* [What to produce]: Each line from the opening of the listing below through the line that contains "box: [228, 0, 271, 230]" is to be output exactly as written.

* [Entries provided]:
******
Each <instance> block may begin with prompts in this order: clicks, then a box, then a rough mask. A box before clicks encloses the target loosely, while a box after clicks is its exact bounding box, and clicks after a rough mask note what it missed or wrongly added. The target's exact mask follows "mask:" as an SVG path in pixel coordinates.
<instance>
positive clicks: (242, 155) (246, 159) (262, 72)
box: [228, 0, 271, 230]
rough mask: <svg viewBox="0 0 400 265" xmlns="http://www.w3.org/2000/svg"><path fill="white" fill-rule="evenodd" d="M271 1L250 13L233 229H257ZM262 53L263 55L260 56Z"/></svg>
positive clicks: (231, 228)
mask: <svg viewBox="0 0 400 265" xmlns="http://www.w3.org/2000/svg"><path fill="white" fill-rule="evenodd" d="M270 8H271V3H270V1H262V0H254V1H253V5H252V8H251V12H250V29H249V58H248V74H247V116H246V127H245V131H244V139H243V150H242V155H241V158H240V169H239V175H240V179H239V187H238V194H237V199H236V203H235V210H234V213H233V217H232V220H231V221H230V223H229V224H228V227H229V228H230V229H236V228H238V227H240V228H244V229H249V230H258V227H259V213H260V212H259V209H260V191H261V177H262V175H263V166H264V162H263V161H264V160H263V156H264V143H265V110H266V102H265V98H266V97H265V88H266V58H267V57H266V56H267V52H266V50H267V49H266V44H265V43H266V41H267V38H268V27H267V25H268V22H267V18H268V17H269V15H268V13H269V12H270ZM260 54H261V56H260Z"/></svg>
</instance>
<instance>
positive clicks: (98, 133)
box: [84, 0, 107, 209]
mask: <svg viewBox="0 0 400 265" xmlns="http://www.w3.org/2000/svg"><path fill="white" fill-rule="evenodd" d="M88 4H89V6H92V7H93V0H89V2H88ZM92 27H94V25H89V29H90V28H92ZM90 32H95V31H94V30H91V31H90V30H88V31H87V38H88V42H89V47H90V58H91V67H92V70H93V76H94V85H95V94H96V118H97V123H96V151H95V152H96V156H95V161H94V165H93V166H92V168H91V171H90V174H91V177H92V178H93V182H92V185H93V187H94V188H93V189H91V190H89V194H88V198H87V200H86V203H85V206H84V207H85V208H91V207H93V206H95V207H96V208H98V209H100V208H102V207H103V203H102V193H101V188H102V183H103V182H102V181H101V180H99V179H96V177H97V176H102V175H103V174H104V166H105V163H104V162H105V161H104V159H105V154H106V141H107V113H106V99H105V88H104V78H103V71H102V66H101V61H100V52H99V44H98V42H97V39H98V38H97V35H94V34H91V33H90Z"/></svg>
******
* [Task solution]:
Each <instance> block may begin with prompts in this order: clicks, then a box, then a rough mask. A box before clicks encloses the target loosely, while a box after clicks is its exact bounding box, and clicks after a rough mask note what it missed or wrongly added. The target's exact mask follows "mask:" as an SVG path in pixel coordinates.
<instance>
positive clicks: (242, 155) (246, 159) (262, 72)
box: [228, 0, 271, 230]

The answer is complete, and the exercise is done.